**** Input data

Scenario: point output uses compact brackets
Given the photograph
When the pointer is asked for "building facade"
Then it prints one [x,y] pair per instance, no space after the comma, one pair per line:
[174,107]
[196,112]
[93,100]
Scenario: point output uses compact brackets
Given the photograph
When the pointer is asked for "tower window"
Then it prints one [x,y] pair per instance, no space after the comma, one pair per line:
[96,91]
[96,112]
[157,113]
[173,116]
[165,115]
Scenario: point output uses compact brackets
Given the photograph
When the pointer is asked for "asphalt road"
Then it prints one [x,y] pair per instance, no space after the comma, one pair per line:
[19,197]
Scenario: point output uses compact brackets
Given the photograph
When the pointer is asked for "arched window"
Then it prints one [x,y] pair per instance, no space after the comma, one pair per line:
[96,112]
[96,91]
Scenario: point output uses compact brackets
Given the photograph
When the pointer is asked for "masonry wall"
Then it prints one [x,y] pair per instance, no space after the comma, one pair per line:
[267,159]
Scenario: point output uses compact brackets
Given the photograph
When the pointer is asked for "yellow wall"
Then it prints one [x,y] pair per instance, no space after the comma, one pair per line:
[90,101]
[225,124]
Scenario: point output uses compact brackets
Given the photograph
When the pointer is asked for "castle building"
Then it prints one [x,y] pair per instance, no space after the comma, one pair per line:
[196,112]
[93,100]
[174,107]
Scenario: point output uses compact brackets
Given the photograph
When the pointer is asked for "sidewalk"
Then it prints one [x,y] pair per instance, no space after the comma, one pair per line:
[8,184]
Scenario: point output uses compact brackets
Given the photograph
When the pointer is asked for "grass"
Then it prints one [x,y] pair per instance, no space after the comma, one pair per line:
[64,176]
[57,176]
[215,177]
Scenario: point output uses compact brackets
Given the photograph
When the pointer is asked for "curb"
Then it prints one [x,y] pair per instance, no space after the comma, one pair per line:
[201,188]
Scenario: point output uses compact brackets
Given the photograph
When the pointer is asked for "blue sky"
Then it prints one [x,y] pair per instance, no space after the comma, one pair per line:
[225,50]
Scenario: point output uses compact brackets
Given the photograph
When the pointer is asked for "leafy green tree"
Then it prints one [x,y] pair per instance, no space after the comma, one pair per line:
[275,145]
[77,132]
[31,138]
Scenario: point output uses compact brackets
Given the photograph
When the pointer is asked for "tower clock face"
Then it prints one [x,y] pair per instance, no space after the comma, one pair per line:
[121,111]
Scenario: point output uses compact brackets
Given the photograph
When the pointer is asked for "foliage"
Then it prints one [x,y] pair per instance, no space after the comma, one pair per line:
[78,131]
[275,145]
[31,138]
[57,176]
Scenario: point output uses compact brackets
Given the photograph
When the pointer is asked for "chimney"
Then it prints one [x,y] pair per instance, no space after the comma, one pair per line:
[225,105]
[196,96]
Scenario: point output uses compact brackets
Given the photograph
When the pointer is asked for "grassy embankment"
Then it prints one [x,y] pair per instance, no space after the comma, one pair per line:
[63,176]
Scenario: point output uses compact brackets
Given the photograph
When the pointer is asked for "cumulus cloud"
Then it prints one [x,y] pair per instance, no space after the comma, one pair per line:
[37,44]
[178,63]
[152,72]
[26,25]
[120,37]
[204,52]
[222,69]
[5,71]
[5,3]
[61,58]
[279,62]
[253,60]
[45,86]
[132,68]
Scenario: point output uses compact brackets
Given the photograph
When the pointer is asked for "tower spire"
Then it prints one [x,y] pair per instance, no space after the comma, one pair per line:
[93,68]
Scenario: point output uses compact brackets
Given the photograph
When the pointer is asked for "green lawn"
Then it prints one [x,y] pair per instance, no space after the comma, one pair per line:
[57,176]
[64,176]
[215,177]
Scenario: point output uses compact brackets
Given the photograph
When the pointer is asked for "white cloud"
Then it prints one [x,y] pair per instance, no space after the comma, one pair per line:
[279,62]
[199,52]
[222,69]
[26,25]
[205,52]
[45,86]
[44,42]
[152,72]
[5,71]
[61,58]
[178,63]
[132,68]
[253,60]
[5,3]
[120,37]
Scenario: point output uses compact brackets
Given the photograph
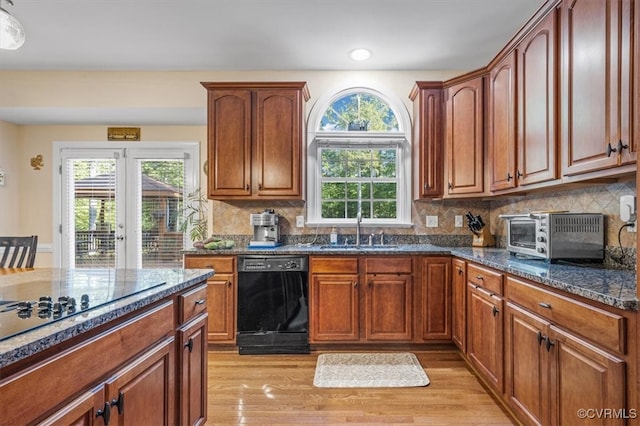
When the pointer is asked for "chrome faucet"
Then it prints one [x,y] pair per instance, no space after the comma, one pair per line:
[358,221]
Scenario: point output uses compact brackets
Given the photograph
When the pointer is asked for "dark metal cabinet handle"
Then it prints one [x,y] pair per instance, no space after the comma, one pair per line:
[550,343]
[119,403]
[189,344]
[105,413]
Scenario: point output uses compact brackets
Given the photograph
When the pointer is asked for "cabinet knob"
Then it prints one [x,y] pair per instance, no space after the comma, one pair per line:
[119,402]
[105,413]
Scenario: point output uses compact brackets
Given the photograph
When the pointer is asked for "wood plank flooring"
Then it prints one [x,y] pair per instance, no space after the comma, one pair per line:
[278,390]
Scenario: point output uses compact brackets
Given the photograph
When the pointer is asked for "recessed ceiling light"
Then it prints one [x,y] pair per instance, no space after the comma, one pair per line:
[360,54]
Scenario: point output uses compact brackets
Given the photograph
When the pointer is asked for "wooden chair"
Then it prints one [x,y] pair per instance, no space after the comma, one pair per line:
[18,252]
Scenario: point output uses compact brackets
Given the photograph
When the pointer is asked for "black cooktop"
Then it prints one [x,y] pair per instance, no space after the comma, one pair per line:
[30,305]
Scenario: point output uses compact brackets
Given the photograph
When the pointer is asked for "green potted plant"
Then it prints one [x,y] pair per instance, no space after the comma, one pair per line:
[194,216]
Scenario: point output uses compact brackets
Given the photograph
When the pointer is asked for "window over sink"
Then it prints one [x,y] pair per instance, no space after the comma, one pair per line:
[359,159]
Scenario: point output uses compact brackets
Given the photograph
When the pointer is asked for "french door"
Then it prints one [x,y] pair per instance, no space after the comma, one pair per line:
[120,207]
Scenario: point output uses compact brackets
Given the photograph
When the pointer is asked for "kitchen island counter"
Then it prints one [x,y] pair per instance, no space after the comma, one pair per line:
[612,287]
[114,294]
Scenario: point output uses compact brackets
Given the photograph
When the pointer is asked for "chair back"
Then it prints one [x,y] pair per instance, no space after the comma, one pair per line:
[18,252]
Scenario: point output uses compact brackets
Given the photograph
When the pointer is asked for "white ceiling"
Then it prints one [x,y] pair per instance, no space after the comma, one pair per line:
[299,35]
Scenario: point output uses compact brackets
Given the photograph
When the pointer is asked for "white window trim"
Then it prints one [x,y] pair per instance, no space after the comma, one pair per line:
[402,138]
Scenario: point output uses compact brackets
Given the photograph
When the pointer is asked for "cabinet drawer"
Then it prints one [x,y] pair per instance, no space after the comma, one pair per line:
[389,265]
[333,265]
[597,325]
[223,265]
[485,278]
[192,303]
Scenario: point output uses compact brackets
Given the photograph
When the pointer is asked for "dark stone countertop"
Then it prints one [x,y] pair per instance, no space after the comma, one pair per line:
[613,287]
[151,285]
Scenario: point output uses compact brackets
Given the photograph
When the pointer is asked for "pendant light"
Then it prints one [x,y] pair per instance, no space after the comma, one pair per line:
[11,31]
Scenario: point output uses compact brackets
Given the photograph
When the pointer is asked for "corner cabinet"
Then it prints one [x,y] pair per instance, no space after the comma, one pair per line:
[222,292]
[597,95]
[465,137]
[256,138]
[428,139]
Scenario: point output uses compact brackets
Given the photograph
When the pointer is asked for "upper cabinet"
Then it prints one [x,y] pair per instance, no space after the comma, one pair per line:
[502,123]
[256,140]
[428,139]
[597,65]
[465,137]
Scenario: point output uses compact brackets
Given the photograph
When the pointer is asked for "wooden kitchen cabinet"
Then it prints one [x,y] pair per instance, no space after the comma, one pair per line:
[502,124]
[537,71]
[388,298]
[222,292]
[256,140]
[360,299]
[465,137]
[192,387]
[597,96]
[435,299]
[550,371]
[334,305]
[484,323]
[428,139]
[459,304]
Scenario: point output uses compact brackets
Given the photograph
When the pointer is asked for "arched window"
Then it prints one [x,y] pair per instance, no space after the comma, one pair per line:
[359,160]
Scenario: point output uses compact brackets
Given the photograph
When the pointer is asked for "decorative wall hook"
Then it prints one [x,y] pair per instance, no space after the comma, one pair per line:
[36,162]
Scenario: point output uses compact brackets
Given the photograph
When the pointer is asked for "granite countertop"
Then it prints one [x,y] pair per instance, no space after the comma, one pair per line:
[147,285]
[613,287]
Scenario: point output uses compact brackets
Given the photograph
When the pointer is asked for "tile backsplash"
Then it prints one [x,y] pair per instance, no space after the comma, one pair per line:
[232,218]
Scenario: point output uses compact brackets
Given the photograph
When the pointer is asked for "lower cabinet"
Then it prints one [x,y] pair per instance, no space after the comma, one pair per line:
[221,295]
[192,387]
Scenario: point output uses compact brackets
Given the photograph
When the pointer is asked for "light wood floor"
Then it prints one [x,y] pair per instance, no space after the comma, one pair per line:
[278,390]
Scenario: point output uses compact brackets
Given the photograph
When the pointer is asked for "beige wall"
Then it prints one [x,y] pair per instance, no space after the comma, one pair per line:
[26,200]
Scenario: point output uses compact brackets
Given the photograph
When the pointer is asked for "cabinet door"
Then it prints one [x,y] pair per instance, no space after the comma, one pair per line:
[485,334]
[142,393]
[465,138]
[584,377]
[388,313]
[428,139]
[192,380]
[436,298]
[527,365]
[81,411]
[459,304]
[334,308]
[596,83]
[221,306]
[278,144]
[502,123]
[537,140]
[229,143]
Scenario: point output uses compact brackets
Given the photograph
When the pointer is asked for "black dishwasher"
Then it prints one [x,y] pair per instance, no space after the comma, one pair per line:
[273,300]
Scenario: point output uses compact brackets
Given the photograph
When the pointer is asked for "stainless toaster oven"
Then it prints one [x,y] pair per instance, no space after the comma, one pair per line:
[554,236]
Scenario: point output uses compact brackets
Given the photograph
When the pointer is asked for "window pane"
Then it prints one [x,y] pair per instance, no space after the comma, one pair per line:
[384,209]
[333,190]
[333,210]
[359,111]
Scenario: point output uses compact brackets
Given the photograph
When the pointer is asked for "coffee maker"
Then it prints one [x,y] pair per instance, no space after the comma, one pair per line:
[266,231]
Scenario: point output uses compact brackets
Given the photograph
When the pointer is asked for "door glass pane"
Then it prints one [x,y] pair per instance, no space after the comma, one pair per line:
[91,212]
[159,199]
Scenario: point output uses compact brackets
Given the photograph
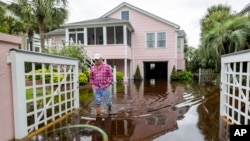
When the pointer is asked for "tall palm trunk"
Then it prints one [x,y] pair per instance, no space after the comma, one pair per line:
[41,32]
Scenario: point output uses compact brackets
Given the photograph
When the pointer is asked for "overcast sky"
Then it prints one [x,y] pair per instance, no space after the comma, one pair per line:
[185,13]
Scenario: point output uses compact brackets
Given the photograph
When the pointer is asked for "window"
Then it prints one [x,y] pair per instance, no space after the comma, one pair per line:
[125,15]
[178,45]
[161,39]
[115,35]
[95,36]
[129,37]
[150,40]
[156,40]
[76,35]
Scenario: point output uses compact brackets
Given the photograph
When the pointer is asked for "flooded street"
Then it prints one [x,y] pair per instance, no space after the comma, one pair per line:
[151,110]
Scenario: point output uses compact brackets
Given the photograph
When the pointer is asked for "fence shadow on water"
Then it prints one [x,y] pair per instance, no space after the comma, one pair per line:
[147,110]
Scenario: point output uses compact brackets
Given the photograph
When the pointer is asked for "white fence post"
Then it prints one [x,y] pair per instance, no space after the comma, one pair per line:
[19,97]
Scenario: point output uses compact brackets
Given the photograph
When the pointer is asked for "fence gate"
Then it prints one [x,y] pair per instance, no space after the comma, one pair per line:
[45,88]
[235,88]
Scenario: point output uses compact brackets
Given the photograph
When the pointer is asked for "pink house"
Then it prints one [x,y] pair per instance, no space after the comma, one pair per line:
[127,37]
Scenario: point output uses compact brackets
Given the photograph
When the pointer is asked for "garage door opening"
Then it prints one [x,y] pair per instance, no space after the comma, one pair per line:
[155,70]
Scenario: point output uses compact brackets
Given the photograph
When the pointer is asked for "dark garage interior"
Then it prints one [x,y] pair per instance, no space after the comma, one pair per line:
[155,70]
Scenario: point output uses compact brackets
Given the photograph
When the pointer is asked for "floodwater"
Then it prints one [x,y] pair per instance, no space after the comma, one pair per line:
[149,110]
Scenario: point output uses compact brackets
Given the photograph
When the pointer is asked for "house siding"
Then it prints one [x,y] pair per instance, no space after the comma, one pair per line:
[143,24]
[127,58]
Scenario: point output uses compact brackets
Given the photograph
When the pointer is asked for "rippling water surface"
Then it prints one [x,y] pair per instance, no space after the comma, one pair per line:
[151,110]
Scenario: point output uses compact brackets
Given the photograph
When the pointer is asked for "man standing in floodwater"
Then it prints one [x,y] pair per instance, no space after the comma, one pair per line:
[101,77]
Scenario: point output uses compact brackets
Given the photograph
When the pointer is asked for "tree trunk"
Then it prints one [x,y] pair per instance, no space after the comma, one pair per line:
[41,32]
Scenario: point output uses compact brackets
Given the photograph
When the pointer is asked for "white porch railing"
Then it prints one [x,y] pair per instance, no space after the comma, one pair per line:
[52,92]
[235,88]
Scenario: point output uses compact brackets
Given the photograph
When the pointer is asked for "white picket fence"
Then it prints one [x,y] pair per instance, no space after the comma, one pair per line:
[52,92]
[235,88]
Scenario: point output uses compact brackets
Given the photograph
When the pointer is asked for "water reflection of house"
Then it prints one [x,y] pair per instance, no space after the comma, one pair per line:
[160,119]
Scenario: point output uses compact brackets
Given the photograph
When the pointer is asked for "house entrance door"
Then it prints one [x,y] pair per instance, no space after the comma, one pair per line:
[155,70]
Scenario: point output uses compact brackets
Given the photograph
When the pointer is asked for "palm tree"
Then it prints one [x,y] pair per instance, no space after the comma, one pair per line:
[215,14]
[227,34]
[40,15]
[9,24]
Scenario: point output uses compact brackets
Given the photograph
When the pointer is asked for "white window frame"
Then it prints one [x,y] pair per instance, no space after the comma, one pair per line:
[127,15]
[156,40]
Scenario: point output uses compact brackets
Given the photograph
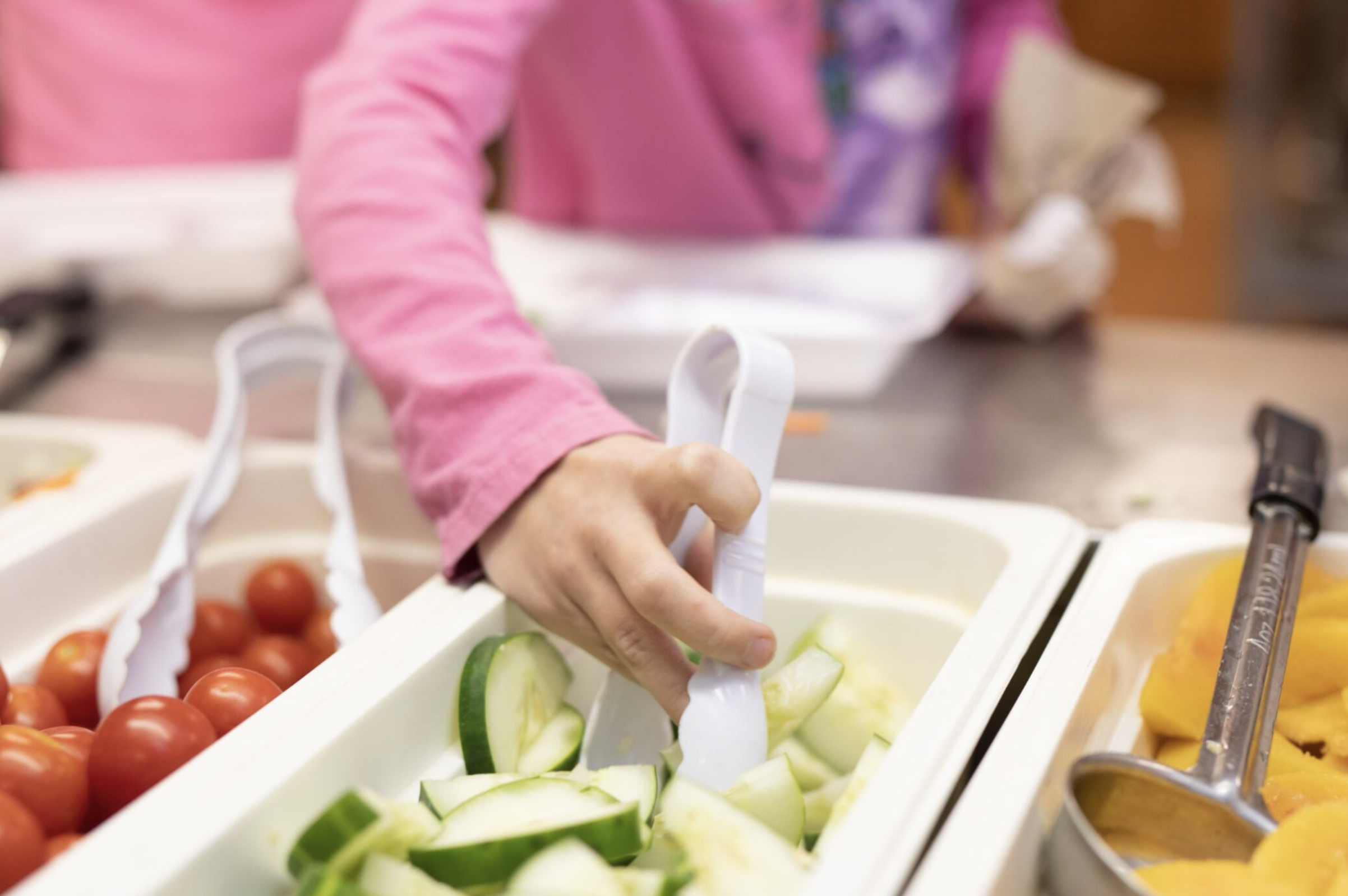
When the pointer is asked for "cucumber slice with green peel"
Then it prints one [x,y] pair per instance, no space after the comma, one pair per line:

********

*Instruction*
Count the lines in the records above that contain the string "wooden", treating case as significant. Give only the number.

*Written answer*
2